*DATASET ENTRIES*:
+-------+

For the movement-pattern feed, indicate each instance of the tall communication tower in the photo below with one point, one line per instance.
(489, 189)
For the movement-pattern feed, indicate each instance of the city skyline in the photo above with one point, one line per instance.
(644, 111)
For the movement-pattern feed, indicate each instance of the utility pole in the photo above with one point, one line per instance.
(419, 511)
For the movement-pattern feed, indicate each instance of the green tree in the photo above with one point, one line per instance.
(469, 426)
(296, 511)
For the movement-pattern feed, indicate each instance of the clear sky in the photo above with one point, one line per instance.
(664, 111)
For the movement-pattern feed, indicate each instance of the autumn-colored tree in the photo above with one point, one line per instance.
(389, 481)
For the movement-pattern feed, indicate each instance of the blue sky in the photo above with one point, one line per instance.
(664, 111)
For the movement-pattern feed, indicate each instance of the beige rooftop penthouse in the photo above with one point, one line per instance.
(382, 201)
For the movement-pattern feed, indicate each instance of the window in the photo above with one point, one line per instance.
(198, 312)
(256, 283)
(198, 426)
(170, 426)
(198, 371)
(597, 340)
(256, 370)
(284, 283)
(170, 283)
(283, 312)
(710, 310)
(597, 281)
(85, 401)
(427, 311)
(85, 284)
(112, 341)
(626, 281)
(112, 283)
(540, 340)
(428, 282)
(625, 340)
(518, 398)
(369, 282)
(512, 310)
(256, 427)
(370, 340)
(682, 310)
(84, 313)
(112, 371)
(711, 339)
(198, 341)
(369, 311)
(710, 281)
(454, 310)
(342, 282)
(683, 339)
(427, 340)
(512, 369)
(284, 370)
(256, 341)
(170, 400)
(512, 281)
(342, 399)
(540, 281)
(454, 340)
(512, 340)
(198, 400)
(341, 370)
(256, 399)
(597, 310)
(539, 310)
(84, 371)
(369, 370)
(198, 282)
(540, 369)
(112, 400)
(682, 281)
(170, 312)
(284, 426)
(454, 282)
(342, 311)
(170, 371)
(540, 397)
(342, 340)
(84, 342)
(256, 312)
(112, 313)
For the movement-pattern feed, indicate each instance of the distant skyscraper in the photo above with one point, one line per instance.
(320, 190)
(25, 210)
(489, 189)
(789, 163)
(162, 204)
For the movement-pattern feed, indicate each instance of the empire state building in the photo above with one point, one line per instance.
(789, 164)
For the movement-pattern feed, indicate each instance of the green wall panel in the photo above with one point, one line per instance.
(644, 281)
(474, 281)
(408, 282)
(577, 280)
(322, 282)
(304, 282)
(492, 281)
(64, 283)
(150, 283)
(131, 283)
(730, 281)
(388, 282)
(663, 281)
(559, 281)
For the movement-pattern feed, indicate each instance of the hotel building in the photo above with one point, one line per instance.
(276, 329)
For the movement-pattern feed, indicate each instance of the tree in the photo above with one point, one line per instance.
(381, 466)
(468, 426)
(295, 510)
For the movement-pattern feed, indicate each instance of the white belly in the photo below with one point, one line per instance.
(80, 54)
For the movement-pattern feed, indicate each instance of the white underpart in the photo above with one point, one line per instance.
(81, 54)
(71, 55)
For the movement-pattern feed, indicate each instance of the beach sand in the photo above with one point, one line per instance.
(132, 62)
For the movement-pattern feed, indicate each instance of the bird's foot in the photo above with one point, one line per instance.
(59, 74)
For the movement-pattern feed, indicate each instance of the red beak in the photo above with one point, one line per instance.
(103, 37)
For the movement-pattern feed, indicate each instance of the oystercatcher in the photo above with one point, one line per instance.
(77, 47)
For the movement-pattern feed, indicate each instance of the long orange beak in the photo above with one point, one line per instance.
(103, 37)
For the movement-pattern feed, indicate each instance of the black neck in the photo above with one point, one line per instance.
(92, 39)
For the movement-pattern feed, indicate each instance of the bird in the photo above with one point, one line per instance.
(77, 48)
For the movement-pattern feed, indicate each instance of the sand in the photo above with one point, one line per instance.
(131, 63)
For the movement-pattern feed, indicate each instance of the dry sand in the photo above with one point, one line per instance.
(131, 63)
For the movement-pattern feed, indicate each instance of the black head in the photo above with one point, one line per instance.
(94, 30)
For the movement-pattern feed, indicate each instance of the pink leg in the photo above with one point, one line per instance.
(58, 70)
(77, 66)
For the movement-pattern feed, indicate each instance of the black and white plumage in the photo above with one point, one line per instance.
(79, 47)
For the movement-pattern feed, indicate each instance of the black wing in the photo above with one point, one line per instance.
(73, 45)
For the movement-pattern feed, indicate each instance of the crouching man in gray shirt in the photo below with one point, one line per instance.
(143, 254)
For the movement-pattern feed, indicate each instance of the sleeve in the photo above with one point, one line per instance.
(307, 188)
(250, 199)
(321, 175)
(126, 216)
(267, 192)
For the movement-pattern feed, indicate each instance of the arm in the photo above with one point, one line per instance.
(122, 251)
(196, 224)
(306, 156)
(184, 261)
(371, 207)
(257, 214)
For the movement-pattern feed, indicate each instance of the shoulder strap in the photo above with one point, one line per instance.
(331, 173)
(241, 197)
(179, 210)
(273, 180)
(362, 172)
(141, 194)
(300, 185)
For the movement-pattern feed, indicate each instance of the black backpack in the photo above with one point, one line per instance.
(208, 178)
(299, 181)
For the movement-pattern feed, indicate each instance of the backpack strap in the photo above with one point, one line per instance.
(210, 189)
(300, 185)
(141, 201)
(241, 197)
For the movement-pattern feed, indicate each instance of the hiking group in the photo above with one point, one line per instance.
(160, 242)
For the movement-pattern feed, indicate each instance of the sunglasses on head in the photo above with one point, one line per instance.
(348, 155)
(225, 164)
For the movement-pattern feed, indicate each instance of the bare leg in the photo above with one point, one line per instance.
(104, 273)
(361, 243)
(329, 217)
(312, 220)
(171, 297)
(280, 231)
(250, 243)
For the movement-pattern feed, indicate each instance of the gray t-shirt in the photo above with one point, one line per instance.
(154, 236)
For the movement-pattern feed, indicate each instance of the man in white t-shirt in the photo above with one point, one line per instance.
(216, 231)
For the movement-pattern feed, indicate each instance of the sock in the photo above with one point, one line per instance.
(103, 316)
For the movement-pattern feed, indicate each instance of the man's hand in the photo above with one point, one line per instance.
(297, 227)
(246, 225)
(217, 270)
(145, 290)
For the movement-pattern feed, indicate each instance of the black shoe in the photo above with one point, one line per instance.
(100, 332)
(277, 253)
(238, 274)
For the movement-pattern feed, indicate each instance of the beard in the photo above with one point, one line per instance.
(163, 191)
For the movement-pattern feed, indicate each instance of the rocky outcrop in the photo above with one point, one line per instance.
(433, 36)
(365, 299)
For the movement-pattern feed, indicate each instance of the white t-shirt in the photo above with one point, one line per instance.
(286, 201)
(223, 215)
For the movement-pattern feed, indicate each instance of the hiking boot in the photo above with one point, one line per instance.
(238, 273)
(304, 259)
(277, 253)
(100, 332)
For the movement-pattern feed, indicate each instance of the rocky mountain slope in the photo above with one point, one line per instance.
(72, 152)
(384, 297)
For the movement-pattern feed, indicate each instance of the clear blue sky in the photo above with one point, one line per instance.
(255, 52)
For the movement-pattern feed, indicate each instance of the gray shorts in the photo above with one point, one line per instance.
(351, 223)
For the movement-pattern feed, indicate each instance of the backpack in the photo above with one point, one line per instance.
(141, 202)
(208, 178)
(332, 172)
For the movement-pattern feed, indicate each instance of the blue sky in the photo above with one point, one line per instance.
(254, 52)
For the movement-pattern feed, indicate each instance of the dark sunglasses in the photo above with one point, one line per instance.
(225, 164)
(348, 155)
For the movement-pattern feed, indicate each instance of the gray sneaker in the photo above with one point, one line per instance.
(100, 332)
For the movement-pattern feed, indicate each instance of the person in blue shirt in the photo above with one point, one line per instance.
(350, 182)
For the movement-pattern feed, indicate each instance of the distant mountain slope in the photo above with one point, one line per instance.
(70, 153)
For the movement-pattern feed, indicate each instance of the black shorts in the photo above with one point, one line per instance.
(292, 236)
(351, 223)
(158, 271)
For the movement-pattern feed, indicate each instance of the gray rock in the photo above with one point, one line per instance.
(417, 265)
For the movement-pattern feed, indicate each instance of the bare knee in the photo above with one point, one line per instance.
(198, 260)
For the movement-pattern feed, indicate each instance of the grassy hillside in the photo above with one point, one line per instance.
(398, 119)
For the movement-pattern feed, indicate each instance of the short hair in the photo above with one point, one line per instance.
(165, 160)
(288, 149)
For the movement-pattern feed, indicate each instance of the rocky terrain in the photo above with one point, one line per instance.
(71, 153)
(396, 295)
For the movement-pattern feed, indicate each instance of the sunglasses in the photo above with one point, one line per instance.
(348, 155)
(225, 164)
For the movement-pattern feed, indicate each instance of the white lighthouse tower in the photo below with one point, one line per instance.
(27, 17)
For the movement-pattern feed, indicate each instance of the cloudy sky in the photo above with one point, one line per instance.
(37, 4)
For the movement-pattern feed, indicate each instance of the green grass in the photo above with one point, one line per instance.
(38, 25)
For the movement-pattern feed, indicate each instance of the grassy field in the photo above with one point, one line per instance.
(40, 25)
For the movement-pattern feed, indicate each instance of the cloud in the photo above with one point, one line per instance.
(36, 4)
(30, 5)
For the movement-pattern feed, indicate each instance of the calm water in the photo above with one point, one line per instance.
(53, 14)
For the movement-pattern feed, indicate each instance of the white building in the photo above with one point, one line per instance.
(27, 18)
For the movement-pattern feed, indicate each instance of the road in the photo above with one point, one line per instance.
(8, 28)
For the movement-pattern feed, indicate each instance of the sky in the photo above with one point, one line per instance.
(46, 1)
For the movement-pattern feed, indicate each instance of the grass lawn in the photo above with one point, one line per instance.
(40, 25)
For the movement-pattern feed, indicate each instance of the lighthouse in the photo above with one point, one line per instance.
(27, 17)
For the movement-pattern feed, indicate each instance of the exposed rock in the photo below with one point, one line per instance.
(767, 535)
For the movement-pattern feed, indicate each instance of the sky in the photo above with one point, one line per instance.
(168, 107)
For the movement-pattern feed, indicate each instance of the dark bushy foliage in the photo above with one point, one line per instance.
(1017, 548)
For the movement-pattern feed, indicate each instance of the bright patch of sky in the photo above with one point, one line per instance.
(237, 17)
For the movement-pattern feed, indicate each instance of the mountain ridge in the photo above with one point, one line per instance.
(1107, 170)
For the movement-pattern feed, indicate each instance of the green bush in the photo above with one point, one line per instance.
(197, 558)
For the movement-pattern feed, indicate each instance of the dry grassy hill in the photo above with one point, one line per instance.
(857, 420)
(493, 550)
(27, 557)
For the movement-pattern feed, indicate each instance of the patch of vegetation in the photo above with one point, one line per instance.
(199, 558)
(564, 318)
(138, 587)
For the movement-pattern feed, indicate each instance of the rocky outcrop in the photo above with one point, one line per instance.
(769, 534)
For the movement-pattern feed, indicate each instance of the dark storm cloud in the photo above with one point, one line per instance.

+-------+

*GIVEN TASK*: Please quote exactly the lines from the one containing "of the bright" through the last line of the records above, both included, and nothing else.

*THE OUTPUT*:
For the movement-pattern feed, indicate each instance of the bright patch of sky in the photo above with one point, one line per instance.
(237, 17)
For the movement-pattern feed, indicate each instance of the mountain ridge in the photo above with one point, one line per instance.
(1107, 170)
For the movement-pattern feed, indicate each instance of the green bush in the photo above with one point, one line per instance.
(197, 558)
For the movement-pattern feed, indicate each instance of the dry grassy hill in the photo above with one point, one line per instance.
(857, 420)
(493, 550)
(27, 557)
For the movement-pattern feed, indicate each instance of the patch of vegetation in the photo above with one point, one line per instance.
(199, 558)
(564, 318)
(138, 587)
For the movement-pattern feed, indicate each instance of the rocky outcrop in the photo above with one point, one line per instance.
(769, 534)
For the movement-pattern feed, indicate each instance of the dark storm cloud in the photo above with one point, one line per instance.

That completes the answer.